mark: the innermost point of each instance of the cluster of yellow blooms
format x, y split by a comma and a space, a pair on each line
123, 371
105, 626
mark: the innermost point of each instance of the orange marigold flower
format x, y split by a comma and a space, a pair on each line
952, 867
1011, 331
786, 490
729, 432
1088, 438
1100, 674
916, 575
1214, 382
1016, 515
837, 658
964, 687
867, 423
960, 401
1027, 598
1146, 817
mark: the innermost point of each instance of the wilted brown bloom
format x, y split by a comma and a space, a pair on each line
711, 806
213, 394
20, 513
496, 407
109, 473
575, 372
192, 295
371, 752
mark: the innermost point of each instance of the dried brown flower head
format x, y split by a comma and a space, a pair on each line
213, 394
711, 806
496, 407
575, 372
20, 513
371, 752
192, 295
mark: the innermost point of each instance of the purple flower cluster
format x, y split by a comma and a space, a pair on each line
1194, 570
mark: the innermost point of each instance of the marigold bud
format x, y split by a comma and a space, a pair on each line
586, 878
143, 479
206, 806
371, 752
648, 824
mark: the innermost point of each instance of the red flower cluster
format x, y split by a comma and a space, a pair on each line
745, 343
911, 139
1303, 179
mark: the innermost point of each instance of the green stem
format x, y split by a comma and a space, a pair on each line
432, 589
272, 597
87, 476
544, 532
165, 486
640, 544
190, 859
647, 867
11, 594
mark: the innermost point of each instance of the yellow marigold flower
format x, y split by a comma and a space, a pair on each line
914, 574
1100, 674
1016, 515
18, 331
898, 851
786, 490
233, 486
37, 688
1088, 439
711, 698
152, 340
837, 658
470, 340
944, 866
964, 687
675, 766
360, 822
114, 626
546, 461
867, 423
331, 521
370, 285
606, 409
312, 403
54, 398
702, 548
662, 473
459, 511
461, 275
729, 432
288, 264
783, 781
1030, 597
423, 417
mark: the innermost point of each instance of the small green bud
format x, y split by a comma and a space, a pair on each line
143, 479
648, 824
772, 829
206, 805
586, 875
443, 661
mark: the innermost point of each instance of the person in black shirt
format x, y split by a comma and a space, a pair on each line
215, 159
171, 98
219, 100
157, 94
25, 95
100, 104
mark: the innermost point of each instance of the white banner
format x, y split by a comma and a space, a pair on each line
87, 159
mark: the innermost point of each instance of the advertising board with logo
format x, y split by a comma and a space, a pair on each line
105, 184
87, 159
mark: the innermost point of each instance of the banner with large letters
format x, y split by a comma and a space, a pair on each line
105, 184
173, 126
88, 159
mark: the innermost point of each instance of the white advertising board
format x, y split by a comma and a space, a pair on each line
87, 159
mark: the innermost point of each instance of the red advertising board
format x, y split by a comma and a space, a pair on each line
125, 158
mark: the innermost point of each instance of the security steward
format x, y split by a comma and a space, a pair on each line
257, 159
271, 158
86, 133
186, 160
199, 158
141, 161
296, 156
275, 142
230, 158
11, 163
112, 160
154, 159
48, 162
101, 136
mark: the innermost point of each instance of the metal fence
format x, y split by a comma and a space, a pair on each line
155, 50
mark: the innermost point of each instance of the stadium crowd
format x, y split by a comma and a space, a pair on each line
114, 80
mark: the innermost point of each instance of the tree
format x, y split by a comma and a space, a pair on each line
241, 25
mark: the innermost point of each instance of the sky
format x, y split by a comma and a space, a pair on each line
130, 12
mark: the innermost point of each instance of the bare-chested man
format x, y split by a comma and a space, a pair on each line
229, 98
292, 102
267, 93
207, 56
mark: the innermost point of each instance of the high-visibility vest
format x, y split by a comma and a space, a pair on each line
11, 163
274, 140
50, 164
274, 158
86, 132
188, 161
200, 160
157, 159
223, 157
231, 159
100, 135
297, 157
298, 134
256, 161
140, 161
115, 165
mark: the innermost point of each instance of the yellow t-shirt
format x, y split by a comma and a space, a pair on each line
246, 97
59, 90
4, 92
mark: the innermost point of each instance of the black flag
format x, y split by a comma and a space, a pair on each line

=======

Your objective: Set down all of the records shown above once more, exactly.

Task answer:
mark: the innermost point of each instance of the cluster of yellow blooms
format x, y split by a comma and a space, a pair on each line
123, 371
105, 626
mark: the innermost point of each instance of the orange marigold flower
format x, y split by a comma and a space, a pair on each line
952, 867
1011, 331
786, 490
729, 432
1088, 438
1100, 674
916, 575
1214, 382
1016, 515
837, 658
964, 687
867, 423
960, 401
1027, 598
1146, 817
mark: the innermost point of each instance of the wilted brown bloom
format x, y split by a comma and a space, a pair on each line
711, 806
213, 394
20, 513
496, 407
109, 473
575, 372
192, 295
371, 752
mark: the innermost point of each instance of the dried brown flower head
format x, y split by a comma and a space, a pair on each line
213, 394
711, 806
496, 407
575, 372
20, 513
371, 752
192, 295
mark: the innermost point of each instance of the purple flower cluster
format x, y split by a comma and a space, a pair on each line
1194, 570
mark: the innermost point of each instance of the marigold bud
format x, y split by a comma and a space, a pair on each line
586, 878
143, 479
206, 806
371, 752
648, 824
mark: the innermost point of each instance of the red flower cluster
format x, y split by a comma and a space, a pair on each line
745, 343
911, 139
1303, 179
mark: the innermost point of each instance of the green stem
format x, y split by a comma and a space, a pair on each line
432, 589
272, 597
87, 476
544, 532
165, 486
640, 544
190, 859
647, 867
11, 594
mark: the innermost point of each instance of the yellow marigold flower
format x, y split by a comma and a space, a pair on each line
914, 574
1100, 674
1016, 515
18, 331
898, 851
786, 490
233, 486
37, 688
1088, 439
711, 698
152, 340
837, 658
470, 340
944, 866
964, 687
675, 766
360, 822
114, 626
546, 461
867, 423
331, 521
370, 285
606, 409
312, 403
54, 398
702, 548
662, 473
459, 511
461, 275
729, 432
288, 264
783, 781
1030, 597
423, 417
mark: the innermost point of each instance of the small green bud
format x, y split by a comma and a space, a pair on each line
143, 479
648, 824
772, 829
206, 805
586, 875
443, 661
mark: the innermost point of each instance of the person in black shirt
format x, y split by a comma and a space, a pair on each line
215, 159
171, 98
219, 100
157, 94
25, 95
100, 104
mark: the innermost point of each instance of the white banner
format x, y split by a comma and a space, a pair on each line
87, 159
mark: the innermost point of each instance of the advertising board with logo
format x, y split by a comma and a space, a pair on each line
105, 184
87, 159
mark: the innermost point of each instance of the banner with large letters
format x, y split by a comma and a space, a pair on each line
105, 184
173, 126
88, 159
mark: the innermost point of each instance of the white advertising board
format x, y split by a comma and a space, a pair on each line
87, 159
mark: the innermost point of each instance of the red advertising board
format x, y split by a comma and a space, a pair on each line
125, 158
mark: the innermost point of each instance of the security steward
format x, y split by a comma and a space, a pair on each line
257, 159
271, 158
86, 133
186, 160
199, 158
141, 161
296, 156
275, 142
230, 158
11, 163
112, 160
154, 159
48, 162
101, 136
mark: the innermost point of each instance of the metal fence
format x, y split by a comma and a space, a pair on each line
155, 50
mark: the innermost point of each instance of the stadium crowd
format x, y split by a comma and a space, a pair on each line
114, 80
mark: the innermost point of each instance of the tree
format x, y split by a comma and a space, a pair on each line
241, 25
mark: the innermost point of each instance of the sky
format x, y split by a comma and a space, a pair on each line
130, 12
mark: the innermost point of each instance of the bare-chested man
format x, y split by a comma and a space, a pair on each line
229, 98
292, 102
267, 93
207, 56
mark: the innermost point of each instance of the high-visibility vest
format x, y split by a comma and a space, a pair on each line
11, 163
274, 140
50, 164
274, 158
86, 132
188, 161
200, 160
157, 159
223, 157
231, 159
100, 135
297, 157
298, 134
256, 161
140, 161
115, 165
mark: the innermost point of each instance of the yellow t-shirt
format x, y split by a comma and a space, a pair on each line
246, 97
59, 90
4, 92
mark: the innermost point of each instance of the black flag
format x, y split by a comma and a space, a pair on each line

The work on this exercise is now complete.